Texto de estudio =
^^^^^^^^^^^^^^^^
Aquel estornudo me transportó a mi casa con Paula y con mis padres porque ella se reía mucho cuando yo estornudaba y se ponía muy nerviosa cuando lo hacía cualquier otra persona. A mí me lo consentía todo y por eso la provocaba y fingía estornudos cada vez más potentes: “¡Achís!”. Así, una y otra vez hasta que ella estallaba en carcajadas que debíamos controlar porque podían terminar en una crisis epiléptica.

No quiero imaginar la cantidad de discusiones que habría ahora en esa casa con la pandemia de por medio. Evidentemente, si alguien hubiese venido a casa y osase estornudar habría sido ajusticiado por mi padre. Cómo ha cambiado el mundo para que aquel gesto de cariño y broma ahora se vea convertido en lo que más tememos como sociedad: un estornudo en mal momento.

En realidad, es todo una patraña para encontrarte. Te lo decía hace un rato: qué difícil es hallarte. Más bien, es imposible, y acepto que tú apareces cuando lo decides, cuando yo menos me lo espero, como aquella noche de oscuridad a través de un estornudo o cuando escucho una canción que me recuerda a ti. El único camino para encontrarte es perderse, asumir totalmente que estamos a la deriva en un espacio que ya no compartimos. Me encantaría sentirte en un lugar de culto o en cualquier rito de los que nos proporciona la sociedad para recordar a los que ya no están. No lo consigo. Apareces, simplemente, cuando la belleza se abre paso.

Pienso mucho en tus veinte años que la enfermedad te arrebató vivir. El único espacio que cabe para expresar esto es la literatura, pues en el plano de la realidad no cabe una Paula no enferma. En estas líneas sí quiero jugar a eso. Estos días me imagino una celebración de tu vigésimo cumpleaños siendo una joven deseosa por salir de casa a celebrarlo. Y no poder. Joder, está la cosa tan fea en el plano de lo real que ni en este podemos imaginar que salgas a divertirte. La realidad es que te pelearías mucho con tu papá, más que yo. Le dirías que veinte años no se cumplen todos los días y que te dejase salir a divertirte.
^^^^^^^^^^^^^^^^
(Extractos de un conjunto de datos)

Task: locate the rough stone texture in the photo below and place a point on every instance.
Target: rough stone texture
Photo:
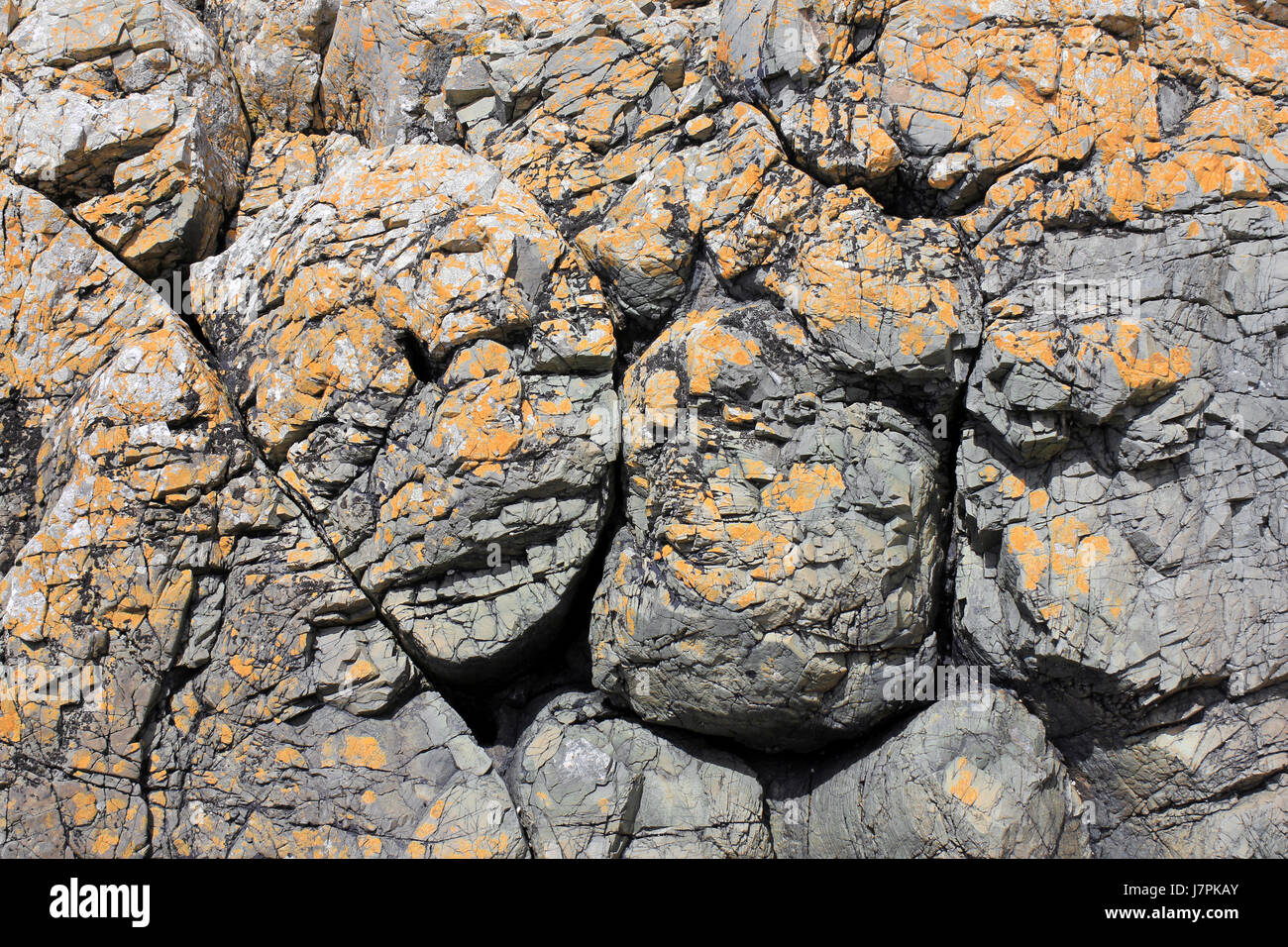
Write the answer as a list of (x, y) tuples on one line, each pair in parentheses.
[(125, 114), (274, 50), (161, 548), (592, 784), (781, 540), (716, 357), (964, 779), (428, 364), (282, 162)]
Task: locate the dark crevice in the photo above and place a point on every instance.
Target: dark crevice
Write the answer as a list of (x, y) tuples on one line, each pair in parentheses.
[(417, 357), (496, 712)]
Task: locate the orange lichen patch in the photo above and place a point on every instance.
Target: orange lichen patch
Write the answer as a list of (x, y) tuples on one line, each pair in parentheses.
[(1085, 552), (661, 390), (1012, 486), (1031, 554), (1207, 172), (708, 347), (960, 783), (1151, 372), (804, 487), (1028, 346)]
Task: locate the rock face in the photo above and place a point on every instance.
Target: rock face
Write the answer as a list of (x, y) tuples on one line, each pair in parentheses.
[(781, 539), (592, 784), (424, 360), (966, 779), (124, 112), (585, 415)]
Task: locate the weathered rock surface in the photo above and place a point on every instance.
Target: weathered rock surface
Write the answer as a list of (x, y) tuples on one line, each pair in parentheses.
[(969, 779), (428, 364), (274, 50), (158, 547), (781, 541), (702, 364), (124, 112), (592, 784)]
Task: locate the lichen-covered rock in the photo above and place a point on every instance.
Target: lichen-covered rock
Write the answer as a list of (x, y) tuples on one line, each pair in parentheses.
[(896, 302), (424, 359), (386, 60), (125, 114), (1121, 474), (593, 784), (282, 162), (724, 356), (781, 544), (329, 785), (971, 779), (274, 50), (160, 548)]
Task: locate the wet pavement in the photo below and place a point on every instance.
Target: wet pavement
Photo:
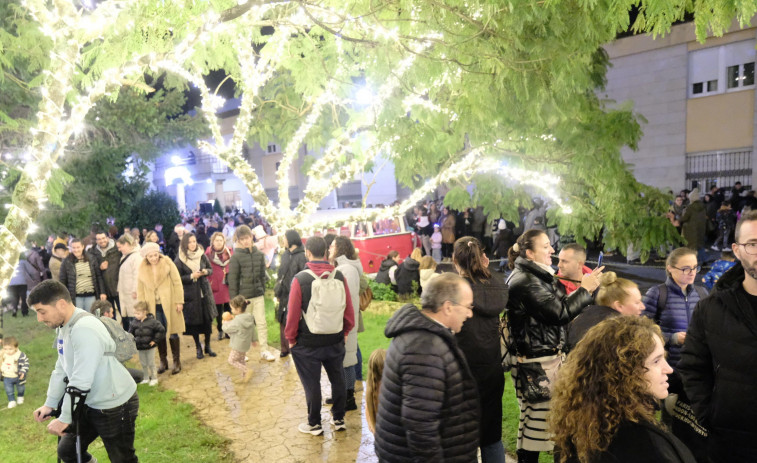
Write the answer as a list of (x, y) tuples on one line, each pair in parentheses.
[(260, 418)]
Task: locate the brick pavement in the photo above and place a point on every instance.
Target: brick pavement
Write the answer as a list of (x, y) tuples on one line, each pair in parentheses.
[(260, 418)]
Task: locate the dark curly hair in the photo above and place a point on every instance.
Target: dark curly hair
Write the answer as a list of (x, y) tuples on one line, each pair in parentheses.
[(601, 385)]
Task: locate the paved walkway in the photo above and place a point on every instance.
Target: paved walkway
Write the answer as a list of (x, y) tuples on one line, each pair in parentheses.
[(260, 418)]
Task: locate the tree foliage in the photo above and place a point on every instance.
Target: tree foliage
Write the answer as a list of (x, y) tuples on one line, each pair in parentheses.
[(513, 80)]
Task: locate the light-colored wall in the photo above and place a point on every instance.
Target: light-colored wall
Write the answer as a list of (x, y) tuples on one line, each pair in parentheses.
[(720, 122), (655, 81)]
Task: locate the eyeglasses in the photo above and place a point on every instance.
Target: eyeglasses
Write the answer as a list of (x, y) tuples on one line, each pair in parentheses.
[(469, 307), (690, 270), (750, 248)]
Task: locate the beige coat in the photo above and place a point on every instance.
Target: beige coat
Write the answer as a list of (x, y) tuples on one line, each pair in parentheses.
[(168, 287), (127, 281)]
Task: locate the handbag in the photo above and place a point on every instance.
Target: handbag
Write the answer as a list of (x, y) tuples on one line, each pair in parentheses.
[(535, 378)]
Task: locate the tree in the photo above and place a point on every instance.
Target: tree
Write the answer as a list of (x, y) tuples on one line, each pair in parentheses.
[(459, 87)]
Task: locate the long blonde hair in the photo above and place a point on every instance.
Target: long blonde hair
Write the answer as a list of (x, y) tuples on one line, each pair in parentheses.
^^^^^^^^^^^^^^^^
Objetivo del ejercicio =
Reproduce del texto de estudio el fragmento que va de "Aquel estornudo me" a "una crisis epiléptica.", ambos incluidos, sin cambiar nada. Las filas proceden de otra fuente.

Resultado de la tarea =
Aquel estornudo me transportó a mi casa con Paula y con mis padres porque ella se reía mucho cuando yo estornudaba y se ponía muy nerviosa cuando lo hacía cualquier otra persona. A mí me lo consentía todo y por eso la provocaba y fingía estornudos cada vez más potentes: “¡Achís!”. Así, una y otra vez hasta que ella estallaba en carcajadas que debíamos controlar porque podían terminar en una crisis epiléptica.